Your objective:
Your task is to find every line of the data that holds the string "twine" and copy it.

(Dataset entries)
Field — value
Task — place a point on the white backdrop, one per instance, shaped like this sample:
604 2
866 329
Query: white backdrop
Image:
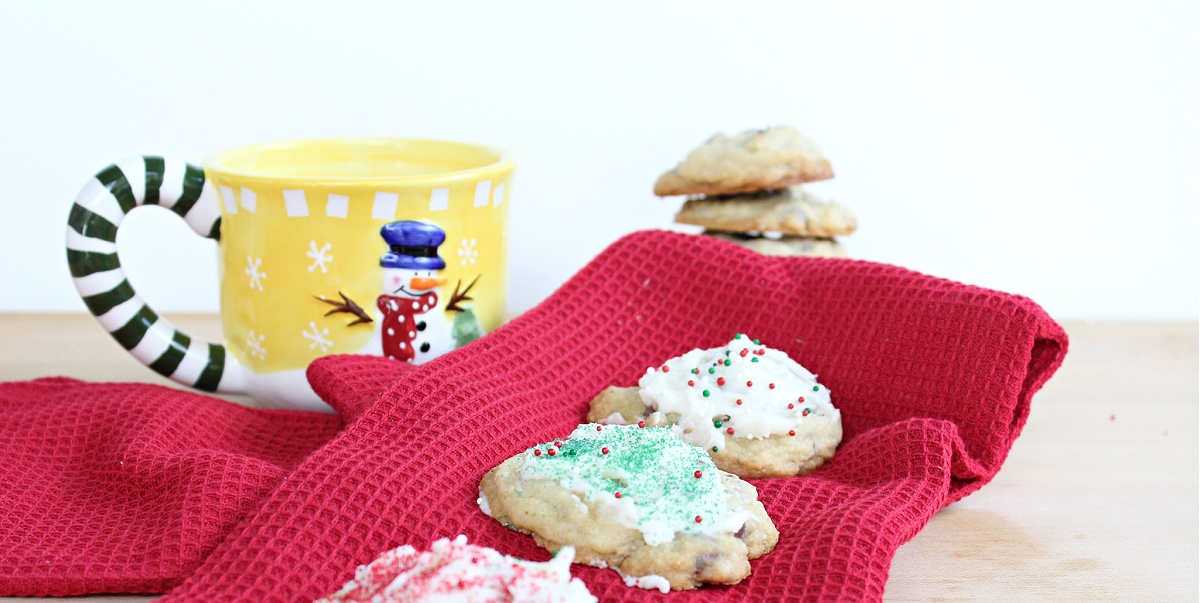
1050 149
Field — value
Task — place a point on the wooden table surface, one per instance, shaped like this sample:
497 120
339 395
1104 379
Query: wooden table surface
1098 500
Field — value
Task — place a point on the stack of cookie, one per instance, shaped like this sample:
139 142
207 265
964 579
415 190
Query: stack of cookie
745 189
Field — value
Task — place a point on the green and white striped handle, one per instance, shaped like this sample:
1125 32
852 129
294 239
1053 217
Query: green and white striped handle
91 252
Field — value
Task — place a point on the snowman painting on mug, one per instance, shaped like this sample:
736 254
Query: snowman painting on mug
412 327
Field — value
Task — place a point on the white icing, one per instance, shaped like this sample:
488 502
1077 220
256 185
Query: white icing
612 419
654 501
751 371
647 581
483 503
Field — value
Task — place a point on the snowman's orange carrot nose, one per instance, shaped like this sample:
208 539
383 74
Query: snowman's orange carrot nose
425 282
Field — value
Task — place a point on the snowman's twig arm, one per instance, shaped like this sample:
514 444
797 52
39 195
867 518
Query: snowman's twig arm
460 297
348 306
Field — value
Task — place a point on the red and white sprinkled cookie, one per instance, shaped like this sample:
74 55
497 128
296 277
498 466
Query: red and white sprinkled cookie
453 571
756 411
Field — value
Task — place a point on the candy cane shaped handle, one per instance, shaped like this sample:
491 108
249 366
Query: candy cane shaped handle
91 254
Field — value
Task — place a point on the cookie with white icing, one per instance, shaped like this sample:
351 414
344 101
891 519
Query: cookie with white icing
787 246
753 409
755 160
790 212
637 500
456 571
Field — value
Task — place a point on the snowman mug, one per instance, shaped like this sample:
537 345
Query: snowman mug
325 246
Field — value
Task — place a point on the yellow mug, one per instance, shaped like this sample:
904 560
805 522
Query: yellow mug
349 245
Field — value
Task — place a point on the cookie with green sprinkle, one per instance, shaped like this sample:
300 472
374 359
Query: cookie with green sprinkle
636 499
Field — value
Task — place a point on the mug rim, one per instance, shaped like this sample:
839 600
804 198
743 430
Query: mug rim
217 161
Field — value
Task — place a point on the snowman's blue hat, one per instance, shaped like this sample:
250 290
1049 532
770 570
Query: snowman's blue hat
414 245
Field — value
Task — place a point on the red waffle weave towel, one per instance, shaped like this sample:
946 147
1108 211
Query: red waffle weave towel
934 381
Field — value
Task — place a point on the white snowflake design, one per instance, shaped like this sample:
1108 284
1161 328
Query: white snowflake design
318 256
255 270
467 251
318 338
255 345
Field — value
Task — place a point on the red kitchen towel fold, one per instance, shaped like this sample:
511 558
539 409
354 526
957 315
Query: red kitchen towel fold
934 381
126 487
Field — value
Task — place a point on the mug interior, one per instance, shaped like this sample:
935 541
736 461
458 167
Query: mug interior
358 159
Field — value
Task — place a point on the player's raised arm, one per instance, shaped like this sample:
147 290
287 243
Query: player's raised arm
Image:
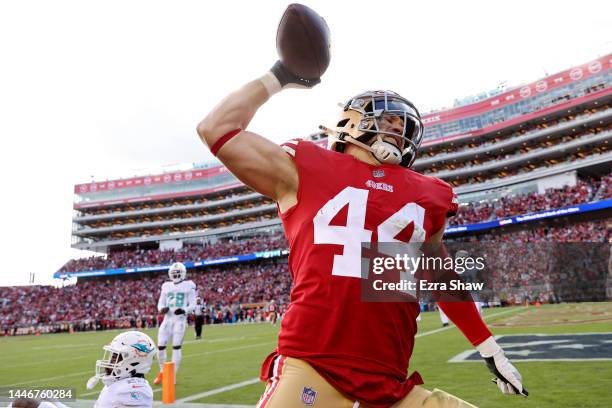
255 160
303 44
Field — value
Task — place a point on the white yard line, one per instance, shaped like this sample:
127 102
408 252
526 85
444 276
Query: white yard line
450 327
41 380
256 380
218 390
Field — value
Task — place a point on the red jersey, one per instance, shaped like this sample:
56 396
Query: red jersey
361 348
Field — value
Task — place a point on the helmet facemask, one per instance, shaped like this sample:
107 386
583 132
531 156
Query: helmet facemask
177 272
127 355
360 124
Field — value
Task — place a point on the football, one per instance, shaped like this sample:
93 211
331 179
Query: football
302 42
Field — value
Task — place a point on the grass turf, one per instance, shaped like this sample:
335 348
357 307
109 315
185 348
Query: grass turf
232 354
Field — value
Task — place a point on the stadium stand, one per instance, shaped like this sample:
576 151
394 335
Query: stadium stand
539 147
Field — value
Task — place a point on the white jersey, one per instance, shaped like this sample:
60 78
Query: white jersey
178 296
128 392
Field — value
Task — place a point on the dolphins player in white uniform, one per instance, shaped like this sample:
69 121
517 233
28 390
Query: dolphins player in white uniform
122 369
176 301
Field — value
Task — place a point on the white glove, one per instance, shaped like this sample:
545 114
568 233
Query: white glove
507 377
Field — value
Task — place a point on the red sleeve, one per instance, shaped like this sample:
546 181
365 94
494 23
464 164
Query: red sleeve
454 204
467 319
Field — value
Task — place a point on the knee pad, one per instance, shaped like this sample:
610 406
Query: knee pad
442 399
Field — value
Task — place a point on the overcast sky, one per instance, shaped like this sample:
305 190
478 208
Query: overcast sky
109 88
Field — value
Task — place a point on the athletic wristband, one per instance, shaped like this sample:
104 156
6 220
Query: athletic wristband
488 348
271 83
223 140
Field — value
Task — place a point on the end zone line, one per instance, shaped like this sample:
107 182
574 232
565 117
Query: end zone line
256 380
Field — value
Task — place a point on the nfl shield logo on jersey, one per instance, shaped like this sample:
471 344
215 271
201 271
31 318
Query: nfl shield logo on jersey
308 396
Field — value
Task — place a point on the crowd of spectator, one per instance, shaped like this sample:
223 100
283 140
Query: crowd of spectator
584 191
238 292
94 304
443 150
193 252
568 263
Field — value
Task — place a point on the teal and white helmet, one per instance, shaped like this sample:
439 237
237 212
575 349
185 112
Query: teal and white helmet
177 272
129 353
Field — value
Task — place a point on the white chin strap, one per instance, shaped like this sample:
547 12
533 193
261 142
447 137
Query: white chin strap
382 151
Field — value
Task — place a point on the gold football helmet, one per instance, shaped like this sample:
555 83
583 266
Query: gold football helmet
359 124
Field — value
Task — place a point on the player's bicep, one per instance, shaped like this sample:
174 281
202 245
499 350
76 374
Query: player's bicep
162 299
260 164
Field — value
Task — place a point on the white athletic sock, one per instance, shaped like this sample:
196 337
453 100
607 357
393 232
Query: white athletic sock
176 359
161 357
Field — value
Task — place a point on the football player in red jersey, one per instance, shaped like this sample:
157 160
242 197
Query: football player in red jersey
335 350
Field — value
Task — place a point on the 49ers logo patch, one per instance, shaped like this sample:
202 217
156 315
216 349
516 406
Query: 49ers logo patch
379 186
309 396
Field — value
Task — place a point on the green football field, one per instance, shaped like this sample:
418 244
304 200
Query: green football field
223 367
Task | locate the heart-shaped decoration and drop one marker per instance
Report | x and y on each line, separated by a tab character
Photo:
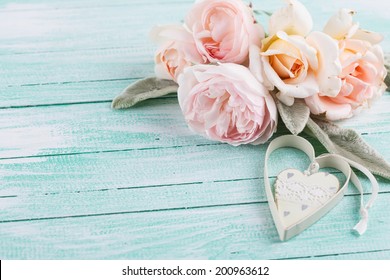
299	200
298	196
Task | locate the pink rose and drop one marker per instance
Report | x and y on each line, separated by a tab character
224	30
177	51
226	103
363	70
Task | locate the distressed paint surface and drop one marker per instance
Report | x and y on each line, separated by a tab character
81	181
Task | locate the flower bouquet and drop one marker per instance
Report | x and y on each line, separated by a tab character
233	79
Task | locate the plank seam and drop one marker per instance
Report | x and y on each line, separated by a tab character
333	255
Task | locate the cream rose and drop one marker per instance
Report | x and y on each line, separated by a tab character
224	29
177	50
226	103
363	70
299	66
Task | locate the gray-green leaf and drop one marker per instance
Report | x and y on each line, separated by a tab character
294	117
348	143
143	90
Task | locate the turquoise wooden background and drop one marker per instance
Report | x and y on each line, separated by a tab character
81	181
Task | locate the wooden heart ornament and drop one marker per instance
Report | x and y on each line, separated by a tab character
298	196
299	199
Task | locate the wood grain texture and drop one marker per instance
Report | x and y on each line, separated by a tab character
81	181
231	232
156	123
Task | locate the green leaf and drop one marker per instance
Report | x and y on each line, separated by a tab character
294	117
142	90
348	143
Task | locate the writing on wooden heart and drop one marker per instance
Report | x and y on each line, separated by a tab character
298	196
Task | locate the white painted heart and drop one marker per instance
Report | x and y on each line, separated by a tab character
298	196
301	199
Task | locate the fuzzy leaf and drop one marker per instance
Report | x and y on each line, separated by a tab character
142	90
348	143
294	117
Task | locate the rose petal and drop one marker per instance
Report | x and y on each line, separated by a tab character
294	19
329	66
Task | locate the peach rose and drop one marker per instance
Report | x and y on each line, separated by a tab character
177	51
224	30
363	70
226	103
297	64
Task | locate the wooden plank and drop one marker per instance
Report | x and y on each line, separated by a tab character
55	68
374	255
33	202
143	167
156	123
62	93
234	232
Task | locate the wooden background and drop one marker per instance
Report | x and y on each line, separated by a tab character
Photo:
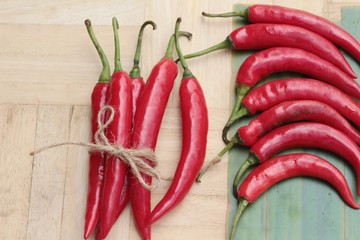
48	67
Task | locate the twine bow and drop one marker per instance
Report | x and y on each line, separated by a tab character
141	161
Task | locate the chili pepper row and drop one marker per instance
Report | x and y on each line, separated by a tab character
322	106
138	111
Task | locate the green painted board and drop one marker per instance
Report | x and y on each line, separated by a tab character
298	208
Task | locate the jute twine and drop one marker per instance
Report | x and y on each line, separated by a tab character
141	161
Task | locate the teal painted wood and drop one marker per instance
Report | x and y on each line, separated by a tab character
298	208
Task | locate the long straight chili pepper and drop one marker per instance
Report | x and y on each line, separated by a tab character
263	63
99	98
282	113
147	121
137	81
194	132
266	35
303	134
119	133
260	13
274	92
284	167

Answer box:
Task | locate the twine bow and drop one marker per instance
Task | locate the jute twine and drop one marker per instance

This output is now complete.